In the blog post about the scallop shell, which saint is the shell said to symbolize?

=== Excerpted passage ===

Someone had tied a scallop shell to the gate in front of the chapel.

Some of the chapels have gates and are locked most days as many of them contain priceless works of art.
These churches are open to the public with little to no security, so given our day and time,
some areas are simply locked off to a wandering public.

The shell is a symbol of St. James and is associated with Christian pilgrims…
Of which you may read here:
https://followthecamino.com/blog/scallop-shell-camino-de-santiago/
(Lynda I hope you have your shell)

And so I knew that a pilgrim had been here before I had been.

Our paths had crossed…unbeknownst to either of us…all but for the breadcrumb of a simple shell left behind.

And so since I feel as if my blog is often a pilgrimage of sorts, I also believe that my blog is
in turn a place for pilgrims to visit.

And thus since there was obviously something about the day’s devotion from Dec. 18th that
needed for, or rather longed for, me to revisit and reshare. I have done so.
It is for whoever may find themselves stopping by for a bit of a respite during their pilgrimage.

“And he began, “What chance or destiny
has brought you here before your final day?
And who is he who leads your pilgrimage?”
“Up there in life beneath the quiet stars
I lost my way,” I answered, “in a valley,
before I’d reached the fullness of my age.
I turned my shoulders on it yesterday:
this soul appeared as I was falling back,
and by the road through Hell he leads me home.”
“Follow your star and you will never fail
to find your glorious port,” he said to me”

Dante Alighieri

the Holy Spirit is on the move…

“Often, actually very often, God allows his greatest servants,
those who are far advanced in grace,
to make the most humiliating mistakes.
This humbles them in their own eyes and in the eyes of their fellow men.”

St. Louis de Montfort


(detail from an altar’s funerary tomb within the Chruch of Santa Maria sopra Minerva/
Rome, Itlay / Julie Cook / 2018)

On a warm October afternoon as my husband was back in the hotel taking a much
needed and long awaited nap—
I opted to step out into the streets of the madness which is synonymous
with the Eternal city of Roma…
Wandering with a purpose while drinking in both past and present.

Now I will say that ever since I was a wee child,
napping was just something that was never ever on my radar.
Mother would ‘put me down’ for my nap, gently closing the door, as I’d wail in protest…
Once I realized I was pretty much stuck, I would then defiantly stand up on the bed with
little elbows resting on a windowsill as I’d stare out wondering about the world outside.

What was I missing?
I wasn’t sleepy.
Why waste this precious time offered for living by sleeping??

And before all of you nap advocates out there begin to read me the riot act over the
glorious benefits of naps…
with those first protestors being my cats and my husband…
I will simply plead my defense to my odd wiring…
I am simply not a napper.

=== Data lines ===

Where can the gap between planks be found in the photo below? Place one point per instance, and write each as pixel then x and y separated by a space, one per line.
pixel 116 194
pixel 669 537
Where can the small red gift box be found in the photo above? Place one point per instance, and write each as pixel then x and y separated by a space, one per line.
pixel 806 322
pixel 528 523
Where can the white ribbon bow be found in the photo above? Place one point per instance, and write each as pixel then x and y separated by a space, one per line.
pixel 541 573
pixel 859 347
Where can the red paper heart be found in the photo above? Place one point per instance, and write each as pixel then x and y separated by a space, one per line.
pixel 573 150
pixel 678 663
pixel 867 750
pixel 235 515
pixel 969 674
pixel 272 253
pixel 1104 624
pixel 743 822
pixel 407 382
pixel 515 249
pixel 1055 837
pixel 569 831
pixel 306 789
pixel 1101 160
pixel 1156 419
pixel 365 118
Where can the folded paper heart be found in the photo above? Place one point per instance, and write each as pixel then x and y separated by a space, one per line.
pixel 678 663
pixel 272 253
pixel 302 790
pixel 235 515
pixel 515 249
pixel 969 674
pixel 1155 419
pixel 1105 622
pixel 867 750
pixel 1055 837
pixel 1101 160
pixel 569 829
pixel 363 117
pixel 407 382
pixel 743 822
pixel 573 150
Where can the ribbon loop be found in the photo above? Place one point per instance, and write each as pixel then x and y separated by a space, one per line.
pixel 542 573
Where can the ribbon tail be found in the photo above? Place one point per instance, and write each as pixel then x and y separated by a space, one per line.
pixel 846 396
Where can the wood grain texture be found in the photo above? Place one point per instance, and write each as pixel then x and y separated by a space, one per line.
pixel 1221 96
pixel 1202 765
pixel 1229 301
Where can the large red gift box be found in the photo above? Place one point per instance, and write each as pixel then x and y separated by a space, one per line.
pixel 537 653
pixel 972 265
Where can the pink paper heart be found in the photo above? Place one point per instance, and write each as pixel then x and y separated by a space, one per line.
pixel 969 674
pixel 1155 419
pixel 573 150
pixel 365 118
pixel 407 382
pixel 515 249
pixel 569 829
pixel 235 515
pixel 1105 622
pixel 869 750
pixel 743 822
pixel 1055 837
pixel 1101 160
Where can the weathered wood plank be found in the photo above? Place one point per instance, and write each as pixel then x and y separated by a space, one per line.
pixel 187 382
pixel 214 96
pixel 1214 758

===

Expected answer: St. James